● PAGE TEXT
>> begin

Intel 11th Gen Core RocketLake (i7-11700K) Review & Benchmarks – AVX512 Performance

What is “RocketLake”?

It is the desktop/workstation version of the true “next generation” Core (gen 10+) architecture – finally replacing the ageing “Skylake (SKL)” arch and its many derivatives that are still with us (“CometLake (CML)”, etc.). It is a combination of the “IceLake (ICL)” CPU cores launched about a year go and the “TigerLake (TGL)” Gen12 XE graphics cores launched recently.

With the new core we get a plethora of new features – some previously only available on HEDT platform (AVX512 and its many friends), improved L1/L2 caches, improved memory controller and PCIe 4.0 buses. Sadly Intel had to back-port the older ICL (not TGL) cores to 14nm – we shall have to wait for future (desktop) processors “AlderLake (ADL)” to see 10nm on the desktop…

  • 14nm+++ improved process (not 10nm)

>> end

● EXCERPTED DATA
>> begin

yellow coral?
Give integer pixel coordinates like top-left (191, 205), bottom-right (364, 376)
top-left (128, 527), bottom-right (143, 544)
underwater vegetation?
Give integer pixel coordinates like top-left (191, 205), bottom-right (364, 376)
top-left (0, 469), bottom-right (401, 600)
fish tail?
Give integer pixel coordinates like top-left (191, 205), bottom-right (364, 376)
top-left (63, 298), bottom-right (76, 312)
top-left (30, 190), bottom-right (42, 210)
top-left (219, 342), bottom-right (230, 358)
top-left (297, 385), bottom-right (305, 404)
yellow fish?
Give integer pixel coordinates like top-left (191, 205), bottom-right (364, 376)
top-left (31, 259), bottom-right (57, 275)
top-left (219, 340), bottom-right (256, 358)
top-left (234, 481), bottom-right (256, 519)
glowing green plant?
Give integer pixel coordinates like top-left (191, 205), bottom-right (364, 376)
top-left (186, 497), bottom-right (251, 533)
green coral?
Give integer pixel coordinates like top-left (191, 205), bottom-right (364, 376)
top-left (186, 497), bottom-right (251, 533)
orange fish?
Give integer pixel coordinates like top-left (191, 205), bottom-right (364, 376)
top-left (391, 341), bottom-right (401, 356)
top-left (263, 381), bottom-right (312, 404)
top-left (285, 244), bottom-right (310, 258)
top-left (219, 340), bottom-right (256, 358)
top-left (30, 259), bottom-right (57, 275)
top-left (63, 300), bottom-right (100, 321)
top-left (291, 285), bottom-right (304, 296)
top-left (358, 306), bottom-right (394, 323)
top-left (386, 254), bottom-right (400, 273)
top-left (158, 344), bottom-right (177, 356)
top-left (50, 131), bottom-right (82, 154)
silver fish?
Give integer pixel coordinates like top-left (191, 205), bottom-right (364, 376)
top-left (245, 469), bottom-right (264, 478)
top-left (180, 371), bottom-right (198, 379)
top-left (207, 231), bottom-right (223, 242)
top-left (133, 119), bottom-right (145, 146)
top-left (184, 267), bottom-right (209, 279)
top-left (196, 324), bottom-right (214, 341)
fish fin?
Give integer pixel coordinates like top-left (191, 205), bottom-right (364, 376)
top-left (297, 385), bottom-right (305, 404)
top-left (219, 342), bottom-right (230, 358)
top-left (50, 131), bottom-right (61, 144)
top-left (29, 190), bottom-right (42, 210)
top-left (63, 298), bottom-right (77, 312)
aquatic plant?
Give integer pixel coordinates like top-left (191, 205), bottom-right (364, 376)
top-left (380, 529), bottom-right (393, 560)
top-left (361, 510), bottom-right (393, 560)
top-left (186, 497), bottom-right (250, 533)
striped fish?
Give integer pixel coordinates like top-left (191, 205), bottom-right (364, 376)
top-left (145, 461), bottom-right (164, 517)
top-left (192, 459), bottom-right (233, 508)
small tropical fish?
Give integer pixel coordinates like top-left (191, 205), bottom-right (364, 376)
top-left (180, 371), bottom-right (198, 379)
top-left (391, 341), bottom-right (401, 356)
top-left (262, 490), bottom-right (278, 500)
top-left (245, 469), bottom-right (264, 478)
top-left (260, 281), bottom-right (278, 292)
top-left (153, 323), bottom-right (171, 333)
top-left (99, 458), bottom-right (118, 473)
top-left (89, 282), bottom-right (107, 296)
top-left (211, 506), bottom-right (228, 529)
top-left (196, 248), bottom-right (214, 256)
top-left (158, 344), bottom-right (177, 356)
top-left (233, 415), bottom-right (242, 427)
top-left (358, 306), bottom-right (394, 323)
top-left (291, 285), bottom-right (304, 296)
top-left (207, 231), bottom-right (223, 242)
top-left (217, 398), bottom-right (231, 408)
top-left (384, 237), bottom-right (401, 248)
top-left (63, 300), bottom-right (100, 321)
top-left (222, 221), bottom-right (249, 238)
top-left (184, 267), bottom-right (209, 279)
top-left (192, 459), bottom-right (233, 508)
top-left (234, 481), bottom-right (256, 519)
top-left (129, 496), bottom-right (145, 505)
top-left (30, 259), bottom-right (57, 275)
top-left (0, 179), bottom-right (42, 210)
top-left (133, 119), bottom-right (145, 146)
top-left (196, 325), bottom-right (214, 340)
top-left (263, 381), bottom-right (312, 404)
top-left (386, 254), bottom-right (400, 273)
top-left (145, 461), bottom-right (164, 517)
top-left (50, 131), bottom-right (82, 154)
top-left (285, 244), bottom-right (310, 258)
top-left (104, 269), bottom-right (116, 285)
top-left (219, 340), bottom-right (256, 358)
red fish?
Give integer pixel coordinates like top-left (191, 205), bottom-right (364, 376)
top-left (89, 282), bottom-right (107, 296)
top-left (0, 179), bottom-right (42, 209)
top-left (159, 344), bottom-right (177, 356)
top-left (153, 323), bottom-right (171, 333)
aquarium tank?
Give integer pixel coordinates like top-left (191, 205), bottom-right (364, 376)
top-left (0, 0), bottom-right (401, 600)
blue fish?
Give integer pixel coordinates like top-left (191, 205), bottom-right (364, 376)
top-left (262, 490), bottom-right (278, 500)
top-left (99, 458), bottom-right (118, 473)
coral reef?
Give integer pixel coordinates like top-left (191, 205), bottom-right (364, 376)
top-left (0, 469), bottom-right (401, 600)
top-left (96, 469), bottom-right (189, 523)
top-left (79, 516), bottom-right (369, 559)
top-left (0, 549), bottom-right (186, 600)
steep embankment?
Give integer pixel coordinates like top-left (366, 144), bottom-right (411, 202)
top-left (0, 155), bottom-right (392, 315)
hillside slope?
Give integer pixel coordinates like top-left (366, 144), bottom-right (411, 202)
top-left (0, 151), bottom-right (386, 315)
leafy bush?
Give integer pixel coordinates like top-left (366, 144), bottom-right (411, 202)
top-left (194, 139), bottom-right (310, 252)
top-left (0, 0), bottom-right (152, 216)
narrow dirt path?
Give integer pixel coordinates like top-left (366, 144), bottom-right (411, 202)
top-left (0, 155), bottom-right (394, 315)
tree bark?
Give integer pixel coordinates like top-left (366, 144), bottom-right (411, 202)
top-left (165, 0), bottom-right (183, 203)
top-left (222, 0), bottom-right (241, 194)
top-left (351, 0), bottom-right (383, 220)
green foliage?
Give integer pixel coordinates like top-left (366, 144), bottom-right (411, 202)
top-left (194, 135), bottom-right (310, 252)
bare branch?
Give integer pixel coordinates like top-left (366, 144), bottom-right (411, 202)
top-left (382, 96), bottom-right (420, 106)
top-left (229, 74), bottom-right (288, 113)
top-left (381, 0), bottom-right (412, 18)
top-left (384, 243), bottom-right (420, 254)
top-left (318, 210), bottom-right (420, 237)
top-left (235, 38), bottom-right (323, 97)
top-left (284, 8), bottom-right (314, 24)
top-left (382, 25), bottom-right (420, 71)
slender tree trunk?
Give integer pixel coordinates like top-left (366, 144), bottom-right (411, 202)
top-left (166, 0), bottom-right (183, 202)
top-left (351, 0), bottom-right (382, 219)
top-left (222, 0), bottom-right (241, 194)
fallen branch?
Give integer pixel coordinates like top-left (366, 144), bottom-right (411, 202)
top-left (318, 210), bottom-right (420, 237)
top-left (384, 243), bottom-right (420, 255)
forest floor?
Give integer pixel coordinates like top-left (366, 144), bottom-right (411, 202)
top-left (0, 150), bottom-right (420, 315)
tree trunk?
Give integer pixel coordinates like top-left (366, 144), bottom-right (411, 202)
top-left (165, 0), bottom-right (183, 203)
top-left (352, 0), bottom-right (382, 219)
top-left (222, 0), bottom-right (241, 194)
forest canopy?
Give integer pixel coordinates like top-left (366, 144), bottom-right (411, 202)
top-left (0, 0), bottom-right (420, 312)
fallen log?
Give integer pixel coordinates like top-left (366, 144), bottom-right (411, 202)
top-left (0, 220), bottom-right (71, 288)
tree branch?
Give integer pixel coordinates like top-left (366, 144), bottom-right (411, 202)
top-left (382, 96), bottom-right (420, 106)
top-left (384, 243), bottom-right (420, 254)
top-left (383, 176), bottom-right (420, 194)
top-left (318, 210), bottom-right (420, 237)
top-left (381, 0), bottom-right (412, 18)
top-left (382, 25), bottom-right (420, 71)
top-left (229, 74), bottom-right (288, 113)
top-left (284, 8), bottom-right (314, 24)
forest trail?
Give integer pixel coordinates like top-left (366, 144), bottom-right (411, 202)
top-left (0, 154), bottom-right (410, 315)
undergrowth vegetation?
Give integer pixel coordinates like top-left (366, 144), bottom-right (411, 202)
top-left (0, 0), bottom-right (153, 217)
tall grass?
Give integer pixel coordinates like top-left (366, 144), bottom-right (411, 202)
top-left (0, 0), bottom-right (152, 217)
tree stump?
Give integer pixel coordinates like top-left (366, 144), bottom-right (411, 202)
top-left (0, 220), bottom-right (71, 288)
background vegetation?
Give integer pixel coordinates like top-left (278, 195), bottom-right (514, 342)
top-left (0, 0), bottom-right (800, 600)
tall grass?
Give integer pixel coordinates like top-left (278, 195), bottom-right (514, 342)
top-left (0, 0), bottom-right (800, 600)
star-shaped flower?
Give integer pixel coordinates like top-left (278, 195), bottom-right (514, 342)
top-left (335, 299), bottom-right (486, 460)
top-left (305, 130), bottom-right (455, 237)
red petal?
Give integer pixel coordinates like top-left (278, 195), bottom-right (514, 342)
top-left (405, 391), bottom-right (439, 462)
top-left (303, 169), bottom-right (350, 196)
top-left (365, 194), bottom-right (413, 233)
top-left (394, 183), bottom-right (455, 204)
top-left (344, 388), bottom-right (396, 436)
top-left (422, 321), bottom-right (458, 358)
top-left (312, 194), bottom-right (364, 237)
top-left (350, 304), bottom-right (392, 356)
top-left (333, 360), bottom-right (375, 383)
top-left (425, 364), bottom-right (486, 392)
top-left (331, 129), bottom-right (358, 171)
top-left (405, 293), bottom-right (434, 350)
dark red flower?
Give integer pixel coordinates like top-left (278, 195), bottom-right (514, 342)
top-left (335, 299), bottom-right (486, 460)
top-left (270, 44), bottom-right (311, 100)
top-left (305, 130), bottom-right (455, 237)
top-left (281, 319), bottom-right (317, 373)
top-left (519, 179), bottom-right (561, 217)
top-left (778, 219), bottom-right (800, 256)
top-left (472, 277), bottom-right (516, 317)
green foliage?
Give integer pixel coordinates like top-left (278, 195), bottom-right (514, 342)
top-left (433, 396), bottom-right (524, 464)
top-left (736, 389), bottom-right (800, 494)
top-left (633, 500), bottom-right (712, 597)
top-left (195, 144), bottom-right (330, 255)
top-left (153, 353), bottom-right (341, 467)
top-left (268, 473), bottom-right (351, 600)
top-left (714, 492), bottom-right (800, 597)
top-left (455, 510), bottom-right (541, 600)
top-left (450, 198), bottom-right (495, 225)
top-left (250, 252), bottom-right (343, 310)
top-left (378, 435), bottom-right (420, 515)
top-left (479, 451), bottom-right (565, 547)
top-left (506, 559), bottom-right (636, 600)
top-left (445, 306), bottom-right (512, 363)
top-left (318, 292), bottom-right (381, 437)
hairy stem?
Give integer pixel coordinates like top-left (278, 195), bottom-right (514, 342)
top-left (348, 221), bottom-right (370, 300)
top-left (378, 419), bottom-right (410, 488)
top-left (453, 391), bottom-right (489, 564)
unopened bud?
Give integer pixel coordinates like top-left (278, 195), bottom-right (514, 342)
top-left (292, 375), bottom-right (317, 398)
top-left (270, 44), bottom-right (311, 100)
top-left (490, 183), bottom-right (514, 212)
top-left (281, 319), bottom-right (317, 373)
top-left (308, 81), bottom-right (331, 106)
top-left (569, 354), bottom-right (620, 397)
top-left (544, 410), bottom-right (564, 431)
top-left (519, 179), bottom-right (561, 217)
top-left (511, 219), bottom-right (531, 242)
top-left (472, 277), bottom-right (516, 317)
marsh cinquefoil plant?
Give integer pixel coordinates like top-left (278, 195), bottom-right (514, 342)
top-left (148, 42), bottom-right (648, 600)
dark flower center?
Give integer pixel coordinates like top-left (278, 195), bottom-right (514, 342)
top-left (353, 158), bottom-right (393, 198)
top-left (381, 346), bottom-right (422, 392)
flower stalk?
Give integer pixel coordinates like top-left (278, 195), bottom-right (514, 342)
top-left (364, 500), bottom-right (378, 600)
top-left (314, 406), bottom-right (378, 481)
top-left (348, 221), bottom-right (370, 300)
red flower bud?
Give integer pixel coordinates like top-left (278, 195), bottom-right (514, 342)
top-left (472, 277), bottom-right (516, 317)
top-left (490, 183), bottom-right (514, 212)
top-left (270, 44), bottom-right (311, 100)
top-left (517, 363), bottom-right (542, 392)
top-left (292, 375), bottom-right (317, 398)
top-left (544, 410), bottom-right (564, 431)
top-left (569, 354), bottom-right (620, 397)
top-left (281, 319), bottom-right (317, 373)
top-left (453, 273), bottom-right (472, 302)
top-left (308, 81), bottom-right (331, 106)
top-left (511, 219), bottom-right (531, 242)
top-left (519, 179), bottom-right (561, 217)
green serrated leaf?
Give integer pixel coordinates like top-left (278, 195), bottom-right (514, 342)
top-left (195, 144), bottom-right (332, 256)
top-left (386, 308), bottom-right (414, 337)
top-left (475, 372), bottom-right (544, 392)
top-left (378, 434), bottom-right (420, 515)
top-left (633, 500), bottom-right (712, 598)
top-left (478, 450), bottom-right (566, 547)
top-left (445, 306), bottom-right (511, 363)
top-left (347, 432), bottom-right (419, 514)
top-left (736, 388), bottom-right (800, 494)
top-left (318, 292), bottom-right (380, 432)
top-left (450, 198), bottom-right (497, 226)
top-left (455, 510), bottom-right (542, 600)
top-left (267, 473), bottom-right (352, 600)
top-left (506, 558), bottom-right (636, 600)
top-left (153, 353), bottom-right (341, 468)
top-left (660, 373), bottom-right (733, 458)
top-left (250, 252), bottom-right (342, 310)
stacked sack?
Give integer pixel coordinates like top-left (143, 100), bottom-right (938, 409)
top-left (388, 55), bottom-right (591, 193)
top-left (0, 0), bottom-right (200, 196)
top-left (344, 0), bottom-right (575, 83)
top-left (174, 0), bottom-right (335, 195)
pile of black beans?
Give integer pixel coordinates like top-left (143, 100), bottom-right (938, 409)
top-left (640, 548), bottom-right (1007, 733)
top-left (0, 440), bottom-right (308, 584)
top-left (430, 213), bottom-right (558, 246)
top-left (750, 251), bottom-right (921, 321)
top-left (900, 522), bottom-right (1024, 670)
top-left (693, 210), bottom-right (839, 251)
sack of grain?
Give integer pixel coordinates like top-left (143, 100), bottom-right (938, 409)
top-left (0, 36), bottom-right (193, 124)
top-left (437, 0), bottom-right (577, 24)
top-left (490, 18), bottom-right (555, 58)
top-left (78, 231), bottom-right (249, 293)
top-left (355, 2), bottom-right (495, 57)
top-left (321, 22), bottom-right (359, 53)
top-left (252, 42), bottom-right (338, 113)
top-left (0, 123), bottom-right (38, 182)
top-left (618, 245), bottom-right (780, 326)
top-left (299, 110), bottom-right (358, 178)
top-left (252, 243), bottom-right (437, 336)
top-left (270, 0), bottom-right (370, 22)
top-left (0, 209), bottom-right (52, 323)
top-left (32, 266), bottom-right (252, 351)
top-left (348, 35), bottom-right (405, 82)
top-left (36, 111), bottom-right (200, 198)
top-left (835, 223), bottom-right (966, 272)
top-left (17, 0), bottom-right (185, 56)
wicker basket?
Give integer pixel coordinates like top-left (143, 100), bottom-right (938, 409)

>> end

● REQUIRED ACTIONS
a: Copy the i7-11700K review starting at "Intel 11th Gen" and ending at "process (not 10nm)", renaming "RocketLake" to "Rocket Lake" throughout that span.
b: Write the next part of the i7-11700K review, continuing after its last bullet point.

● RESPONSES BY TASK
a:
Intel 11th Gen Core Rocket Lake (i7-11700K) Review & Benchmarks – AVX512 Performance

What is “Rocket Lake”?

It is the desktop/workstation version of the true “next generation” Core (gen 10+) architecture – finally replacing the ageing “Skylake (SKL)” arch and its many derivatives that are still with us (“CometLake (CML)”, etc.). It is a combination of the “IceLake (ICL)” CPU cores launched about a year go and the “TigerLake (TGL)” Gen12 XE graphics cores launched recently.

With the new core we get a plethora of new features – some previously only available on HEDT platform (AVX512 and its many friends), improved L1/L2 caches, improved memory controller and PCIe 4.0 buses. Sadly Intel had to back-port the older ICL (not TGL) cores to 14nm – we shall have to wait for future (desktop) processors “AlderLake (ADL)” to see 10nm on the desktop…

  • 14nm+++ improved process (not 10nm)

b:
  • Up to 8C/16T “Cypress Cove” cores aka 14nm+++ “Sunny Cove” from ICL – Claimed core IPC uplift of +19%
  • AVX512 and all of its friends (1x FMA Unit)
  • Increased L1D cache to 48kB (50% larger)
  • Increased L2 cache to 512MB (2x as large)
  • PCIe 4.0 (up to 32GB/s with x16 lanes) – 20 (16+4 or 8+8+4) lanes
  • Thunderbolt 3 (and thus USB 3.2 2×2 support @ 20Gbps) integrated
  • Hardware fixes/mitigations for vulnerabilities (“JCC”, “Meltdown”, “MDS”, various “Spectre” types)

The biggest change is support for AVX512-family instruction set, effectively doubling SIMD processing width (vs. AVX2/FMA) as well as adding a whole host of specialised instructions that even the HEDT platform (SKL/KBL-X) does not support yet:

  • AVX512-VNNI (Vector Neural Network Instructions, dlBoost FP16/INT8) e.g. convolution
  • AVX512-VBMI, VBMI2 (Vector Byte Manipulation Instructions) various use
  • AVX512-BITALG (Bit Algorithms) various use
  • AVX512-VAES (Vector AES) accelerating block-crypto
  • AVX512-GFNI (Galois Field) – e.g. used in AES-GCM
  • SHA HWA accelerating hashing (SHA1, SHA2-256 only)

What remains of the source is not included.